AIM:
From the line that includes "Every instance of the blue shop" to the last line of the data, quote each line precisely; both boundary lines belong in the answer.

DATA LINES:
+--
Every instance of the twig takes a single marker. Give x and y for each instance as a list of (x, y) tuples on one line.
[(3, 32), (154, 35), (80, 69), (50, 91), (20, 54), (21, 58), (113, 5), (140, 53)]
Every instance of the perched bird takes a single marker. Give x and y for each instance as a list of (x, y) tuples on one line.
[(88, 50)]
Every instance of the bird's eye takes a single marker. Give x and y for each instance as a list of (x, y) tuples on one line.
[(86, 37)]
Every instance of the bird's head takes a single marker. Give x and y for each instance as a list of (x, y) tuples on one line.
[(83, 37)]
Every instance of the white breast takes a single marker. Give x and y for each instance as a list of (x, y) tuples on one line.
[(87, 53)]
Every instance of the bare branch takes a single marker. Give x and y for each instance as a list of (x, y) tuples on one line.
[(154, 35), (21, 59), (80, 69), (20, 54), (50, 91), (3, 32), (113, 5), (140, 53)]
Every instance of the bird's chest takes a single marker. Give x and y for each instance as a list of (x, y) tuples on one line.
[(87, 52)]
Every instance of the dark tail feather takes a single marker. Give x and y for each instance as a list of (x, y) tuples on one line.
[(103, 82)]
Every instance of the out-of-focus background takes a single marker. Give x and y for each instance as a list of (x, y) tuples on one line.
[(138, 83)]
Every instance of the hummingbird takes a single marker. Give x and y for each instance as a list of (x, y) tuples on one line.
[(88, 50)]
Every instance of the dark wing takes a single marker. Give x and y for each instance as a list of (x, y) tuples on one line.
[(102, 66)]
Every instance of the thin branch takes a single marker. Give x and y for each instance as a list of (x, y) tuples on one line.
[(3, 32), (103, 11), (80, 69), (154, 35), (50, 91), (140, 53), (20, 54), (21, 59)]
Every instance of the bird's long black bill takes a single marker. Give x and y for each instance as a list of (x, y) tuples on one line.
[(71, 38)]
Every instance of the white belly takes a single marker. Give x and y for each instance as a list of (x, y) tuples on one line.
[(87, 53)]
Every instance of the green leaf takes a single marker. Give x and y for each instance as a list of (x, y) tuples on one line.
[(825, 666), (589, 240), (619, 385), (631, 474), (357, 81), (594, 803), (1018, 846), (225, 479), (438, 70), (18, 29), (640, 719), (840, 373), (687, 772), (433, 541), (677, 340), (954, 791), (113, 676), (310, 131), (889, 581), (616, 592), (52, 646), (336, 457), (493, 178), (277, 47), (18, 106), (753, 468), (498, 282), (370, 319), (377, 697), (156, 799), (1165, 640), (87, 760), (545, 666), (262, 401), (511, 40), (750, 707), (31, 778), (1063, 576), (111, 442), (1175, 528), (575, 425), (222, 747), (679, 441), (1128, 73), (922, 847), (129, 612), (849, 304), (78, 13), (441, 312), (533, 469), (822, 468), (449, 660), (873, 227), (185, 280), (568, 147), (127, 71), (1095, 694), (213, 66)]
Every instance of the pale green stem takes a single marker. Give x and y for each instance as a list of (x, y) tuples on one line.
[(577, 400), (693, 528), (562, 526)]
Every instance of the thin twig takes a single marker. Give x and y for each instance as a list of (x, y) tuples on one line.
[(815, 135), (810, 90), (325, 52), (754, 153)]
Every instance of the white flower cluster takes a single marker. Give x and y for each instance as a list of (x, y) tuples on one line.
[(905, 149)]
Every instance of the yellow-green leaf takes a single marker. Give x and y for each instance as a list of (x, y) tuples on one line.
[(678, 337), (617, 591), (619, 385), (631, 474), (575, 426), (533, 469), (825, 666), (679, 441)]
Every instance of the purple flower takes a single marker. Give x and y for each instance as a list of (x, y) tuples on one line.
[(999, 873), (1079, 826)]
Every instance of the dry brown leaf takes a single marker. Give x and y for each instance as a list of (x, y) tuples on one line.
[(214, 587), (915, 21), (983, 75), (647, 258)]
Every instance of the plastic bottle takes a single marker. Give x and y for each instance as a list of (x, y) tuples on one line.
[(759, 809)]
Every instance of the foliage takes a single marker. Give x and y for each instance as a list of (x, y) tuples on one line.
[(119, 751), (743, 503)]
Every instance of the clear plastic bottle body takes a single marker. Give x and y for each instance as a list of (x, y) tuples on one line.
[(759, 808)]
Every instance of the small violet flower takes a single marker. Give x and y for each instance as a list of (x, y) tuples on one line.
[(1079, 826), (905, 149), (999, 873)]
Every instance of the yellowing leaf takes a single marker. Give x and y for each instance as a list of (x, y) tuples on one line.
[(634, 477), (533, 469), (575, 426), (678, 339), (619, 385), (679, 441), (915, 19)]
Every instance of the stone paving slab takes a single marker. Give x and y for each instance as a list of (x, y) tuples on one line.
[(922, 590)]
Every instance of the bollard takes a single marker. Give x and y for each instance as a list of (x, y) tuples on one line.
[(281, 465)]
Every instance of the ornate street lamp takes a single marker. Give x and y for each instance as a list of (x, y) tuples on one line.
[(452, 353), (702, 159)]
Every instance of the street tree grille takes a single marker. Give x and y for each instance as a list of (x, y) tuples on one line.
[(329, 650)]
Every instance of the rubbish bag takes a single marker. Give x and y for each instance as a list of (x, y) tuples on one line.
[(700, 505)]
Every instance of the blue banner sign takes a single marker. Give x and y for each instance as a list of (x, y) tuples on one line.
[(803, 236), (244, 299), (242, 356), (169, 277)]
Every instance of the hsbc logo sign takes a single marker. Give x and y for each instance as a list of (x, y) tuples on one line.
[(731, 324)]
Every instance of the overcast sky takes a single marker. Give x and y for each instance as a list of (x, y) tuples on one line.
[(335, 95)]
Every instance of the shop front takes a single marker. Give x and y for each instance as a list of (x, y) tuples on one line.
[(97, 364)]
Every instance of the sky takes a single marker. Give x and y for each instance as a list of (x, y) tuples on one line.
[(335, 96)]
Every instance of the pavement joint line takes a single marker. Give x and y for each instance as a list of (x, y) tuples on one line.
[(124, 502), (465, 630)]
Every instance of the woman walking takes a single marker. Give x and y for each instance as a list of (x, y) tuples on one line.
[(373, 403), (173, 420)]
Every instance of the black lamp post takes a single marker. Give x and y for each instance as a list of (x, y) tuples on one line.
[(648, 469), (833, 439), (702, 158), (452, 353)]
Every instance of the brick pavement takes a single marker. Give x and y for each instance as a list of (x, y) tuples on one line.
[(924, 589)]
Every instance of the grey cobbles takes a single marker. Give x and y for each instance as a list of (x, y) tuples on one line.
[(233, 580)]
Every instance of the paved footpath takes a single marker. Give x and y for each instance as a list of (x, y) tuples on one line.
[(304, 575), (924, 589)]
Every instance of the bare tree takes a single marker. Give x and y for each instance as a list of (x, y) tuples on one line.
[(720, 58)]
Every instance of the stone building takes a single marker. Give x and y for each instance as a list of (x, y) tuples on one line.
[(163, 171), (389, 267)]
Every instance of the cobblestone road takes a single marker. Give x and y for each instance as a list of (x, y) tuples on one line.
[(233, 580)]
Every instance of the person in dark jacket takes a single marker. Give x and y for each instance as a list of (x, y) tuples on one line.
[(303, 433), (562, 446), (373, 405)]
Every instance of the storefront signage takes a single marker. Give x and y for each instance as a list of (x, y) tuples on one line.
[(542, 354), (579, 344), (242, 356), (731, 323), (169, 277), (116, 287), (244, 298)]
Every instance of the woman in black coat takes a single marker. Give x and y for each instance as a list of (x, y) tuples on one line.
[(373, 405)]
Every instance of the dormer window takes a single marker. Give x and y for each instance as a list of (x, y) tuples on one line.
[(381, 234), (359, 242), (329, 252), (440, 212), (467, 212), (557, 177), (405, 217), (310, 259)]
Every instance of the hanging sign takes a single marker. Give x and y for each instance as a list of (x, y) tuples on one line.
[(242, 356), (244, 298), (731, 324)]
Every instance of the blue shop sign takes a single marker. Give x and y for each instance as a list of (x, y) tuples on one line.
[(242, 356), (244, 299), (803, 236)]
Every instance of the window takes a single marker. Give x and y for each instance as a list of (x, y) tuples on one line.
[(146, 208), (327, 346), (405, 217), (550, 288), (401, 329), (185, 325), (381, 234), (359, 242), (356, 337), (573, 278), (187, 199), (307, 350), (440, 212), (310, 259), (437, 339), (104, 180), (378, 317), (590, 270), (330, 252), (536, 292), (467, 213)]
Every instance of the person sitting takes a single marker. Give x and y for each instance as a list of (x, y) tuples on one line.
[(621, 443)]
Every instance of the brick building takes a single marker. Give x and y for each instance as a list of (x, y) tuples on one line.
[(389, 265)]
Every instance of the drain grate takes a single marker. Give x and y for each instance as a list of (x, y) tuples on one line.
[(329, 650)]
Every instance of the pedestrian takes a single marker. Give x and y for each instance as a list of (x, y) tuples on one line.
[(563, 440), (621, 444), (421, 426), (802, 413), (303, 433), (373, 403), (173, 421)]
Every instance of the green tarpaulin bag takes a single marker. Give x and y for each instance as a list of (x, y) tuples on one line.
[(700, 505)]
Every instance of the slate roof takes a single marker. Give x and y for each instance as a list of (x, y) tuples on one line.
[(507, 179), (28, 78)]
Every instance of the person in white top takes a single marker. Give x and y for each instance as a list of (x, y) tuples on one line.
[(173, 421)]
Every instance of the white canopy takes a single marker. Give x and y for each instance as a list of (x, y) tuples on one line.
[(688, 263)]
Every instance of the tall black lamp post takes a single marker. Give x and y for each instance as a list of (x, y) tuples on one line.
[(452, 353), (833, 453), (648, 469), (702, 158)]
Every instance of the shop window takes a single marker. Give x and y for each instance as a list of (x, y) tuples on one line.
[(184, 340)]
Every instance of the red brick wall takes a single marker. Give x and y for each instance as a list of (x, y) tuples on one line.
+--
COMPLETED TASK:
Every instance of the blue shop sign takes a single marker. Give x and y for each instance as a list of (x, y) tuples on one line.
[(242, 356), (244, 299), (803, 236)]
Every instance of the window takes a single marker. Give x and y for each instance as a list of (x, y) tuples on one line.
[(146, 208), (327, 346), (405, 217), (550, 288), (401, 329), (185, 325), (381, 234), (359, 242), (356, 337), (573, 278), (187, 199), (307, 350), (440, 212), (310, 259), (437, 339), (104, 180), (378, 317), (590, 270), (330, 252), (536, 292), (467, 213)]
Every instance of the person sitting takes a single marker. Give x and y for each instance as a list of (x, y) tuples on one line.
[(621, 443)]
Every instance of the brick building takes a single marker. Give x and y for each instance as a list of (x, y) tuples on one line.
[(389, 265)]
Every instance of the drain grate takes a single marker. Give x and y for each instance as a list of (x, y) tuples on one line.
[(329, 650)]
Every instance of the pedestrian takes a single marker. Give x and y for each instance as a list of (x, y) tuples on one line.
[(563, 440), (621, 444), (421, 426), (802, 413), (303, 433), (373, 403), (173, 421)]
Every instance of the green tarpaulin bag takes a single marker. Give x and y for each instance as a list of (x, y) tuples on one line.
[(700, 505)]
Every instance of the slate roof takes a single marker. Give x and y for each instance as a list of (x, y) tuples on one line.
[(507, 179), (28, 78)]
Every instance of the person in white top takes a single marker. Give x and y for each instance as a list of (x, y) tuples on one line.
[(173, 421)]
Every instance of the white canopy takes a single marker. Give x and y for each instance as a list of (x, y) tuples on one line.
[(688, 263)]
Every instance of the tall black lamp post takes a single marker. Give x and y for each instance as a list of (x, y) tuples on one line.
[(452, 353), (833, 453), (648, 469), (702, 158)]
Every instance of the shop window takes a single marker. Give x and y for each instance as a list of (x, y) tuples on one line.
[(184, 340)]
Every instance of the red brick wall takes a single marker. Give x and y for each instance as a list of (x, y) tuples on one line.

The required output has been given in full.